Вначале Кристиана произвела впечатление простой и доброй женщины, которая ни капли не заинтересована в соблюдении формальностей. Тем вечером в машине я увидел, как она улыбается тем забавным вещам, которые говорил ее муж. В последующие дни она вела себя похожим образом. Независимо от того, встречались ли мы во внутреннем дворе или она просила меня отвезти ее в Лондон в белом «Мерседесе». Она носила очень удобную красочную одежду с карманами, набитыми кистями, тюбиками темперы и другими принадлежностями для живописи. Я думал, что это прекрасно отражало ее характер. В отличие от своего мужа, который всегда сидел сзади, чтобы иметь возможность раскладывать свои документы на сиденье, Кристиана всегда сидела рядом со мной. Она никогда не заставляла меня чувствовать себя водителем, даже в самом начале. Она сама себе открывала дверь, включала радио и начинала болтать.
Она призналась мне, что тоже была иностранкой в Англии: она и ее брат Ян родились в Германии и выросли там. Она жила в Германии, пока не встретила Стэнли в Мюнхене, когда он снимал фильм. Я в свою очередь рассказал ей о том, как я встретил свою жену на рождественском завтраке в доме друга. Жанет было семнадцать. У нее были короткие, аккуратно расчесанные волосы и остроумная улыбка, которая не совсем соответствовала привлекательной застенчивости в ее глазах. Я наблюдал за ней какое-то время, и когда она наконец посмотрела на меня, то дружелюбно улыбнулась: движение ее губ, казалось, отразилось на всем ее лице, прищурив глаза и придав цвет ее щекам. Когда мы добрались до десерта, я безнадежно влюбился. Через несколько дней я пригласил ее на прогулку в Кэнонс-Парк. После того как я, несмотря на мою нервозность и плохое владение английским языком, целый день пытался сказать что-то интересное, Жанет попросила меня отвезти ее домой на моей «Ламбретте». На каждом перекрестке она шептала мне в ухо, куда поворачивать, и все крепче и крепче обнимала меня за талию. Через год мы поженились.

..........

Постановка задачи -> Перепишите без изменений фрагмент отрывка о Кристиане от «Вначале Кристиана произвела» до «и начинала болтать.». Приведенный далее материал получен из другого источника.

..........

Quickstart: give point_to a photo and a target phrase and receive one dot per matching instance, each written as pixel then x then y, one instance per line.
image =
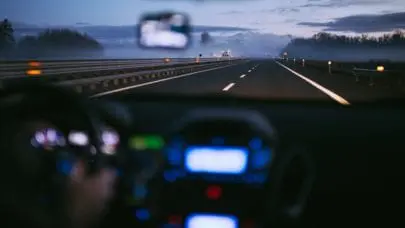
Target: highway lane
pixel 265 79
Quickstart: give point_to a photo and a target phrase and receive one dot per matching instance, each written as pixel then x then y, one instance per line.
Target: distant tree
pixel 324 45
pixel 59 43
pixel 7 40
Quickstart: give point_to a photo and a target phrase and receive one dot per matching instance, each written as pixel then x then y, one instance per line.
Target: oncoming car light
pixel 78 138
pixel 110 141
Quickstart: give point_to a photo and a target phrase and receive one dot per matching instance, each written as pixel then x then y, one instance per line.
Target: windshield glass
pixel 338 50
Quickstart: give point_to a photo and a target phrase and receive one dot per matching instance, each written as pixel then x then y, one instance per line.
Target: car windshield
pixel 338 50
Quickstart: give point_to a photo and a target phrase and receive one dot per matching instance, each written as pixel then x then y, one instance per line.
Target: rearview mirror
pixel 164 30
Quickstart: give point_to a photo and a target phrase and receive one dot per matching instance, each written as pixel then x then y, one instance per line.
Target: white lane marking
pixel 154 82
pixel 331 94
pixel 228 87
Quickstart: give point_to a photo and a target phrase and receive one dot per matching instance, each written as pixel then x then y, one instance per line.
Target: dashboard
pixel 213 162
pixel 245 163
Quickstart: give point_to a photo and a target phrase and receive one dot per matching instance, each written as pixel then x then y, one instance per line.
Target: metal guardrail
pixel 90 68
pixel 382 74
pixel 92 86
pixel 118 79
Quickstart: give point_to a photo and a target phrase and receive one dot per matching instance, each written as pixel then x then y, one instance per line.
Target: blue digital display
pixel 216 159
pixel 211 221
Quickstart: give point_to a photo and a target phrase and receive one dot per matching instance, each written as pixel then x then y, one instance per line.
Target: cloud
pixel 281 10
pixel 233 12
pixel 363 23
pixel 344 3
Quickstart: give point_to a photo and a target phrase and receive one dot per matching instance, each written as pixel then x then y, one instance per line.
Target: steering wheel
pixel 33 107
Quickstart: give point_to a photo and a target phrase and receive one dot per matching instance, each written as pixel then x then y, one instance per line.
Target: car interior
pixel 236 162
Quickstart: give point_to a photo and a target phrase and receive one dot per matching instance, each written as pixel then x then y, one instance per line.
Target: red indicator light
pixel 214 192
pixel 174 220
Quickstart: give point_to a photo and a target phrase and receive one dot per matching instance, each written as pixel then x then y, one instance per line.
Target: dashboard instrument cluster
pixel 217 166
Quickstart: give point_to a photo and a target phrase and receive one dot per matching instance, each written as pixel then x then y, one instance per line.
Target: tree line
pixel 326 45
pixel 50 43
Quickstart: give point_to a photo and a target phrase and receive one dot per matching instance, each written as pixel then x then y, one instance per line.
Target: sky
pixel 281 17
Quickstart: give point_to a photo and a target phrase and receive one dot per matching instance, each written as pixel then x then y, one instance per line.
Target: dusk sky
pixel 295 17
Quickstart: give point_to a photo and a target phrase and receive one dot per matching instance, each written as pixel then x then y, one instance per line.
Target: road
pixel 265 79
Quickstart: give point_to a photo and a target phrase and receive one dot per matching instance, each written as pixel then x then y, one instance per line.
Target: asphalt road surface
pixel 266 79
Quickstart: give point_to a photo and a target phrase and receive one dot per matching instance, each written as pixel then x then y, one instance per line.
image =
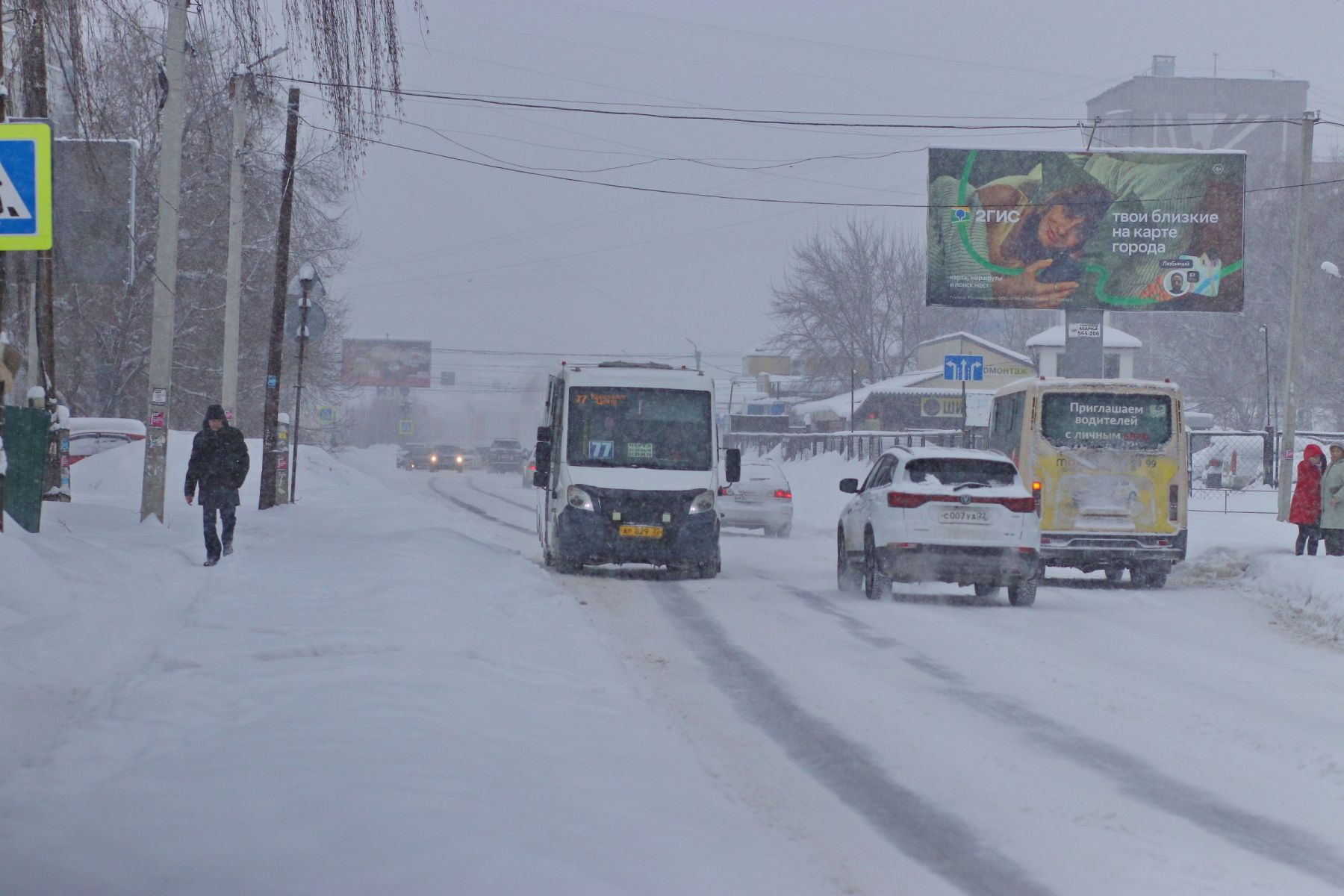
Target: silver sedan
pixel 762 500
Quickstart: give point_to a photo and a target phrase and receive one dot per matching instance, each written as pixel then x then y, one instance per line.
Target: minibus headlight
pixel 578 499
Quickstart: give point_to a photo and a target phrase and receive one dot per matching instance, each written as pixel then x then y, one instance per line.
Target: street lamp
pixel 1270 469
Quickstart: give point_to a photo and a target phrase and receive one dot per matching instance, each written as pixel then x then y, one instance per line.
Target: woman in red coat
pixel 1305 509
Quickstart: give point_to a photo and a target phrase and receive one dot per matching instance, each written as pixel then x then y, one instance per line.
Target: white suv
pixel 940 514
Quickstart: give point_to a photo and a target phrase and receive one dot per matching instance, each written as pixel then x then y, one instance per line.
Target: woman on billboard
pixel 1036 246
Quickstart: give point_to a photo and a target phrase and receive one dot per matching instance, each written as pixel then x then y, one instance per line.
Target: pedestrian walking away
pixel 1332 501
pixel 1305 509
pixel 218 469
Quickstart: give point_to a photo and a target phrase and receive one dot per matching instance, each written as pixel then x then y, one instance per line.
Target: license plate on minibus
pixel 964 514
pixel 641 531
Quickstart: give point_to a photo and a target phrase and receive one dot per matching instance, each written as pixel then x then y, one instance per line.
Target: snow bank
pixel 1307 588
pixel 373 695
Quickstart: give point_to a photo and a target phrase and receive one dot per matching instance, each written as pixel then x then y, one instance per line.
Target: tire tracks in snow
pixel 930 836
pixel 1297 848
pixel 472 508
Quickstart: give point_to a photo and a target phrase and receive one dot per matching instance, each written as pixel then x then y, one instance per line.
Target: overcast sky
pixel 480 258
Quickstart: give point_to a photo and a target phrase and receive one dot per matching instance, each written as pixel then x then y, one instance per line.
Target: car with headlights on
pixel 447 457
pixel 940 514
pixel 762 500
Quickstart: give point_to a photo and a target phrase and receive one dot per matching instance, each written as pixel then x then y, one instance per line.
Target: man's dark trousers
pixel 228 516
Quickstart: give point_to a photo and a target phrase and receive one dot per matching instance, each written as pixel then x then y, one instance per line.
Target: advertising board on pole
pixel 379 361
pixel 1124 230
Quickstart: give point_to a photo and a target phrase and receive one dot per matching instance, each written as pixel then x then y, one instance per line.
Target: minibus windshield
pixel 640 428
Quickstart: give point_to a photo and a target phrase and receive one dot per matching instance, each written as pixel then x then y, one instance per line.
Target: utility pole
pixel 307 274
pixel 1288 441
pixel 166 262
pixel 234 267
pixel 277 311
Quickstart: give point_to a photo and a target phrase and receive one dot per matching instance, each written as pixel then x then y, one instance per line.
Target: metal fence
pixel 863 445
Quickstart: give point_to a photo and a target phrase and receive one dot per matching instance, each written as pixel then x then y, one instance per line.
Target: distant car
pixel 447 457
pixel 416 457
pixel 761 500
pixel 940 514
pixel 504 455
pixel 92 435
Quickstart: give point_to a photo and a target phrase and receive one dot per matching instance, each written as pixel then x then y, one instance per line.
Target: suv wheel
pixel 1021 594
pixel 875 582
pixel 847 578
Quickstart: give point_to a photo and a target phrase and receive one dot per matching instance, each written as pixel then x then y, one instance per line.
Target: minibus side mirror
pixel 542 460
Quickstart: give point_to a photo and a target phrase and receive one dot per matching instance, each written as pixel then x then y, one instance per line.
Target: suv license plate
pixel 964 514
pixel 644 531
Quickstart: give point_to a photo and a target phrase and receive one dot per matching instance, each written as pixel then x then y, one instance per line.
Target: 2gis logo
pixel 964 214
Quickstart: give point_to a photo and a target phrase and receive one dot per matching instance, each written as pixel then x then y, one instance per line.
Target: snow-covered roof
pixel 839 405
pixel 977 340
pixel 107 425
pixel 1110 337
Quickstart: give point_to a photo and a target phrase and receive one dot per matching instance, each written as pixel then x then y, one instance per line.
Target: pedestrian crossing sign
pixel 25 186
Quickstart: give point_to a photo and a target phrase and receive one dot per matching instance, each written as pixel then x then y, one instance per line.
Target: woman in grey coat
pixel 1332 501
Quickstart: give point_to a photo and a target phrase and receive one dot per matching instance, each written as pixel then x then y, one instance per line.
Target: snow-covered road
pixel 385 692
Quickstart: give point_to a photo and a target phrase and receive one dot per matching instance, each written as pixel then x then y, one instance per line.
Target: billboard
pixel 382 361
pixel 1125 230
pixel 94 210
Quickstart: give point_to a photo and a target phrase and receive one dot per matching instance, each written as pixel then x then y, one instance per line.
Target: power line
pixel 752 199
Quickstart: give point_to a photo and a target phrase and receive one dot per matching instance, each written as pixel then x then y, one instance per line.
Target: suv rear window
pixel 956 470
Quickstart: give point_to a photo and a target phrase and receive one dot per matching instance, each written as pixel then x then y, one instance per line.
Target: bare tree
pixel 102 332
pixel 351 47
pixel 855 300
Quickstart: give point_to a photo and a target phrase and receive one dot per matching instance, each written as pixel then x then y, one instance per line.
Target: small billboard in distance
pixel 386 361
pixel 1122 230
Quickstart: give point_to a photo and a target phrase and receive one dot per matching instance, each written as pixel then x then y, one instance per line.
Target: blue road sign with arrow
pixel 962 367
pixel 25 186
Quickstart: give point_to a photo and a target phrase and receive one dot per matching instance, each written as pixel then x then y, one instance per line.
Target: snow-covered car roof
pixel 936 452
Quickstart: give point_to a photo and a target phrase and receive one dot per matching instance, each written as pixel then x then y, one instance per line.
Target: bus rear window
pixel 1107 420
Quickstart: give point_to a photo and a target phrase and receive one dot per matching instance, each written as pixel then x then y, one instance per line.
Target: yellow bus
pixel 1107 460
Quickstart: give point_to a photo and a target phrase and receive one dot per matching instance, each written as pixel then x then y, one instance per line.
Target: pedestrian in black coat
pixel 218 467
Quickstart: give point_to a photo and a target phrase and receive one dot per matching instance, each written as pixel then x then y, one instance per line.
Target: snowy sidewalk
pixel 369 696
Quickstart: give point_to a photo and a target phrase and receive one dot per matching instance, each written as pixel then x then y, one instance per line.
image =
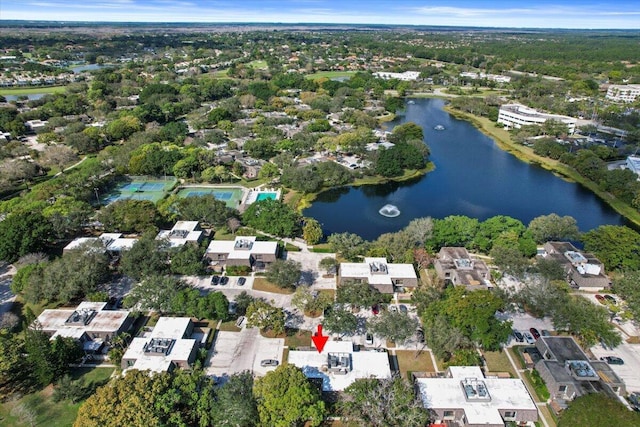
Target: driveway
pixel 628 372
pixel 234 352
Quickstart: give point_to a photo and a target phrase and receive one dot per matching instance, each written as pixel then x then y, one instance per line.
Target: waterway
pixel 472 177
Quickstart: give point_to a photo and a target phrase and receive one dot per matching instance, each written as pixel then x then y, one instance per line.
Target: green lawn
pixel 32 90
pixel 497 361
pixel 329 74
pixel 39 409
pixel 408 362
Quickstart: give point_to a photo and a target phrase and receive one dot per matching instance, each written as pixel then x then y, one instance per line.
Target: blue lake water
pixel 473 177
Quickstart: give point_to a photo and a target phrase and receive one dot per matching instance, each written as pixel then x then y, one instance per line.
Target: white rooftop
pixel 377 270
pixel 364 364
pixel 448 393
pixel 242 247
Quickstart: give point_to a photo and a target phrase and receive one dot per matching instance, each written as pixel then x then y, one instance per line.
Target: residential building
pixel 183 232
pixel 406 76
pixel 454 264
pixel 377 273
pixel 465 397
pixel 584 271
pixel 339 365
pixel 113 243
pixel 243 250
pixel 173 343
pixel 568 372
pixel 623 93
pixel 517 115
pixel 90 323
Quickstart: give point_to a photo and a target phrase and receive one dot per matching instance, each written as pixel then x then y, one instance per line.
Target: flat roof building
pixel 454 264
pixel 623 93
pixel 90 323
pixel 173 342
pixel 243 250
pixel 338 366
pixel 465 397
pixel 584 271
pixel 377 273
pixel 183 232
pixel 518 115
pixel 568 372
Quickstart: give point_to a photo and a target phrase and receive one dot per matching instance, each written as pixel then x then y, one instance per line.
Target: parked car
pixel 518 336
pixel 535 333
pixel 368 339
pixel 613 360
pixel 529 338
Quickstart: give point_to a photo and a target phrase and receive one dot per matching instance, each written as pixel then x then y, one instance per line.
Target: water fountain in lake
pixel 390 211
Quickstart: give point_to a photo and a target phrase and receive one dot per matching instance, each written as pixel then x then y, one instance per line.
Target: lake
pixel 472 177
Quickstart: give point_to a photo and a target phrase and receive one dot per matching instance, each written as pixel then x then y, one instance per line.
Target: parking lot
pixel 630 354
pixel 234 352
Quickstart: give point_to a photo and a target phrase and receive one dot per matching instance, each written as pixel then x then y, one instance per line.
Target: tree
pixel 284 273
pixel 187 260
pixel 553 227
pixel 312 231
pixel 262 315
pixel 272 216
pixel 286 398
pixel 129 216
pixel 340 321
pixel 21 234
pixel 357 294
pixel 381 403
pixel 618 247
pixel 146 257
pixel 235 405
pixel 394 326
pixel 349 245
pixel 155 292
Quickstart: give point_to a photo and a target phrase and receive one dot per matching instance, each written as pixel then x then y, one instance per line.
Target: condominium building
pixel 518 115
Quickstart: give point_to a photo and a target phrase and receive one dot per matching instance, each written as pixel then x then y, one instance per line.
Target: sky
pixel 586 14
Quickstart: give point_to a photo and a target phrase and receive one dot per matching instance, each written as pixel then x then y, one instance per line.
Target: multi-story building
pixel 517 115
pixel 623 93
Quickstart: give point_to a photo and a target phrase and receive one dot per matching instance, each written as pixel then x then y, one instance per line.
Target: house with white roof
pixel 90 323
pixel 243 250
pixel 183 232
pixel 467 398
pixel 173 343
pixel 376 272
pixel 338 365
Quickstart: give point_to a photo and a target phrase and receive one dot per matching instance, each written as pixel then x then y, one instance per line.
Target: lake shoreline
pixel 526 155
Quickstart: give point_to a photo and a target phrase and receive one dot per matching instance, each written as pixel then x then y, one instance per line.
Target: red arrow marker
pixel 319 340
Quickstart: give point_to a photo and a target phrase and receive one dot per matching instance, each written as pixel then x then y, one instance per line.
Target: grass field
pixel 32 90
pixel 329 74
pixel 497 361
pixel 262 284
pixel 408 362
pixel 39 409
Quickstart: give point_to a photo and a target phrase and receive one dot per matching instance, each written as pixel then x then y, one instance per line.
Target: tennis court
pixel 140 188
pixel 232 196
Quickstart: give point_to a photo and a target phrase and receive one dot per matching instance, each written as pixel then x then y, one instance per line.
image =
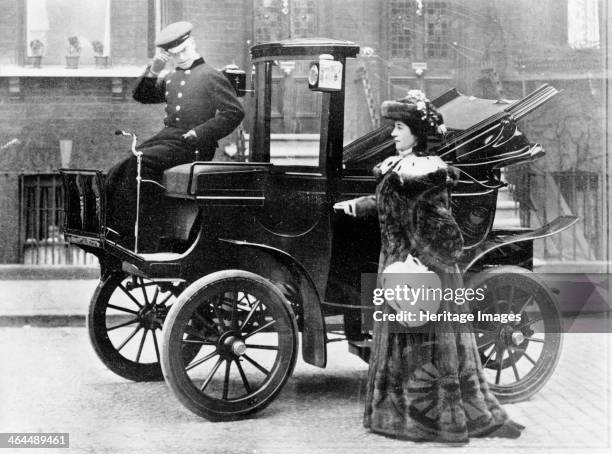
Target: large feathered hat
pixel 415 110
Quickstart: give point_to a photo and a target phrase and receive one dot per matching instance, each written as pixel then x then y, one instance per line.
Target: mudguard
pixel 497 241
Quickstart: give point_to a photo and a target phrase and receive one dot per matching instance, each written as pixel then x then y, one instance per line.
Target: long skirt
pixel 430 386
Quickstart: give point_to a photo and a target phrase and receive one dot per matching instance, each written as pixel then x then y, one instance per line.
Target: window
pixel 437 25
pixel 416 26
pixel 52 22
pixel 288 115
pixel 402 28
pixel 281 19
pixel 583 24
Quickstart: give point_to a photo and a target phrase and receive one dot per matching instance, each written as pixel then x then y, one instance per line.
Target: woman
pixel 427 385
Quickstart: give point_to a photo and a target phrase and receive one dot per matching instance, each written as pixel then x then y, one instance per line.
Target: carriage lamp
pixel 325 74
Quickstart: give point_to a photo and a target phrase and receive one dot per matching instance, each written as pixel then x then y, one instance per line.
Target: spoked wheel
pixel 518 357
pixel 125 318
pixel 248 339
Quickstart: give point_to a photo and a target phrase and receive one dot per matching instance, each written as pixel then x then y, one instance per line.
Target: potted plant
pixel 73 51
pixel 99 57
pixel 36 47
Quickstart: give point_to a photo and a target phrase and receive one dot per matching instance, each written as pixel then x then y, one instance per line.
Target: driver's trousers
pixel 164 150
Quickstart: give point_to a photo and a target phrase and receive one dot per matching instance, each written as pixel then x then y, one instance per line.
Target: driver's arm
pixel 150 88
pixel 229 110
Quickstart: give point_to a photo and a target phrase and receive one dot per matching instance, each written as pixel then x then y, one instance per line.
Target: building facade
pixel 53 116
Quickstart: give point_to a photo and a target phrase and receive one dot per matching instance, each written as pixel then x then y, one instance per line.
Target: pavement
pixel 51 381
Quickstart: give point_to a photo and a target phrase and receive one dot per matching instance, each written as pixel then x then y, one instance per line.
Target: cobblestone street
pixel 50 380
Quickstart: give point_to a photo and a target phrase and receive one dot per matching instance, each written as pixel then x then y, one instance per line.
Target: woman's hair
pixel 416 112
pixel 419 130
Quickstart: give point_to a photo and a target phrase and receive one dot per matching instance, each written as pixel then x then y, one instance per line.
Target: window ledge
pixel 131 71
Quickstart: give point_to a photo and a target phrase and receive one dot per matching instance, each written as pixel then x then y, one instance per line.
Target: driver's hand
pixel 190 136
pixel 348 207
pixel 159 61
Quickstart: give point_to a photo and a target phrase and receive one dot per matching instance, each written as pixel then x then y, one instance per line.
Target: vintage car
pixel 253 253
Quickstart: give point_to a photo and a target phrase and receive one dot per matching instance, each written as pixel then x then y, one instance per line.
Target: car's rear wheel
pixel 125 318
pixel 248 342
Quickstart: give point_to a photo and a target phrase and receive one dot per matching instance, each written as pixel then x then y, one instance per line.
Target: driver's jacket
pixel 198 98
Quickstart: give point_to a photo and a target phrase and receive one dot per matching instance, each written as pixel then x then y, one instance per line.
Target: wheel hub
pixel 517 338
pixel 152 316
pixel 235 345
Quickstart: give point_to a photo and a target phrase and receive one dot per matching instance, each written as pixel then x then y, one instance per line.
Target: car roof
pixel 305 46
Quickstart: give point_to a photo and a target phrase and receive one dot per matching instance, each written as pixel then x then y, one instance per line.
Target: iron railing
pixel 42 202
pixel 544 195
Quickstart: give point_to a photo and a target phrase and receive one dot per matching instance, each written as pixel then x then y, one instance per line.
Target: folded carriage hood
pixel 216 180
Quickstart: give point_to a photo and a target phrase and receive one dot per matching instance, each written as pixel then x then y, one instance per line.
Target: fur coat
pixel 412 202
pixel 425 385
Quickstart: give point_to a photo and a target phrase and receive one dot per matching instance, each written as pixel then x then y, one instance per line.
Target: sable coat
pixel 414 216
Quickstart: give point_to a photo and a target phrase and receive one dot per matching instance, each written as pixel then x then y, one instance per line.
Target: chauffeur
pixel 201 108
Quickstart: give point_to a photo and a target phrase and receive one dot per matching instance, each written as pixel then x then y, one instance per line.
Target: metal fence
pixel 544 195
pixel 42 218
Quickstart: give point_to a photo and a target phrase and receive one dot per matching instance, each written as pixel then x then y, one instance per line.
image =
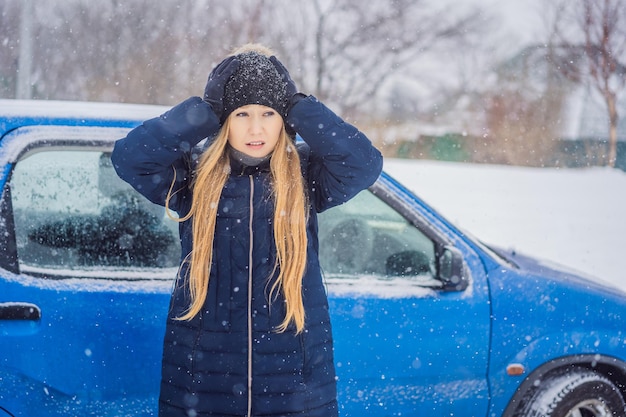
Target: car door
pixel 404 345
pixel 87 268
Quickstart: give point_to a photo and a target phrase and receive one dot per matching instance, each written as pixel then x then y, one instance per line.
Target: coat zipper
pixel 251 234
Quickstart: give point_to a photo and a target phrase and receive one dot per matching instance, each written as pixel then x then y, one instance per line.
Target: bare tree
pixel 597 34
pixel 159 52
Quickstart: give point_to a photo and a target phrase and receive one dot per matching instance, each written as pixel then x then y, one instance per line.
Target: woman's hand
pixel 292 91
pixel 214 90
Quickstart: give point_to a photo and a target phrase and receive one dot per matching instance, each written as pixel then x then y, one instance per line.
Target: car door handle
pixel 19 311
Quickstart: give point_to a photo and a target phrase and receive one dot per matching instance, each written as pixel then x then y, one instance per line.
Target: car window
pixel 72 212
pixel 366 236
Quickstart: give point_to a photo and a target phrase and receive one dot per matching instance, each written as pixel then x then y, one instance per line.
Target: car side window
pixel 72 212
pixel 366 236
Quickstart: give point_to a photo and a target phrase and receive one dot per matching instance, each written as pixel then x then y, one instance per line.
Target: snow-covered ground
pixel 576 217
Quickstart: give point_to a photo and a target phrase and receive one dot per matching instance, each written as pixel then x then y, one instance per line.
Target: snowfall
pixel 574 217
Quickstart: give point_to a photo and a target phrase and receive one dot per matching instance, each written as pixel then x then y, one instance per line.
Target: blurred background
pixel 531 83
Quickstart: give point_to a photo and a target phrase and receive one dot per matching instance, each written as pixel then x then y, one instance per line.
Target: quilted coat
pixel 229 360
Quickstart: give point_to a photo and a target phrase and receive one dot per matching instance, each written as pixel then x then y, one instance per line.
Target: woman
pixel 248 332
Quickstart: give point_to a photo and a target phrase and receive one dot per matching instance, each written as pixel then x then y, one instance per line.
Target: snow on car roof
pixel 78 109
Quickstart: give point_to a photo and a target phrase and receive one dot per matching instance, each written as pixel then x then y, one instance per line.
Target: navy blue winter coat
pixel 229 360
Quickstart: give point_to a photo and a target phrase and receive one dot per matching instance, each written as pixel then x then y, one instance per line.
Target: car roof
pixel 18 113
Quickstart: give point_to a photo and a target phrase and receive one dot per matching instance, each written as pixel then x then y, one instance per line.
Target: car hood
pixel 556 272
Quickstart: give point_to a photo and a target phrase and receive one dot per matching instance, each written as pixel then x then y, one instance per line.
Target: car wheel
pixel 577 393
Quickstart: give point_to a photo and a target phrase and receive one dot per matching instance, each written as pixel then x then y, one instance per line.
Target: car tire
pixel 578 392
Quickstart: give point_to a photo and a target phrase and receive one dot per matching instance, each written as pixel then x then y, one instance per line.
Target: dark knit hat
pixel 256 81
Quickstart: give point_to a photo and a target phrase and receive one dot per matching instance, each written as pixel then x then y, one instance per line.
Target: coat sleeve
pixel 342 160
pixel 150 154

..........

Результат выполнения ->
Вначале Кристиана произвела впечатление простой и доброй женщины, которая ни капли не заинтересована в соблюдении формальностей. Тем вечером в машине я увидел, как она улыбается тем забавным вещам, которые говорил ее муж. В последующие дни она вела себя похожим образом. Независимо от того, встречались ли мы во внутреннем дворе или она просила меня отвезти ее в Лондон в белом «Мерседесе». Она носила очень удобную красочную одежду с карманами, набитыми кистями, тюбиками темперы и другими принадлежностями для живописи. Я думал, что это прекрасно отражало ее характер. В отличие от своего мужа, который всегда сидел сзади, чтобы иметь возможность раскладывать свои документы на сиденье, Кристиана всегда сидела рядом со мной. Она никогда не заставляла меня чувствовать себя водителем, даже в самом начале. Она сама себе открывала дверь, включала радио и начинала болтать.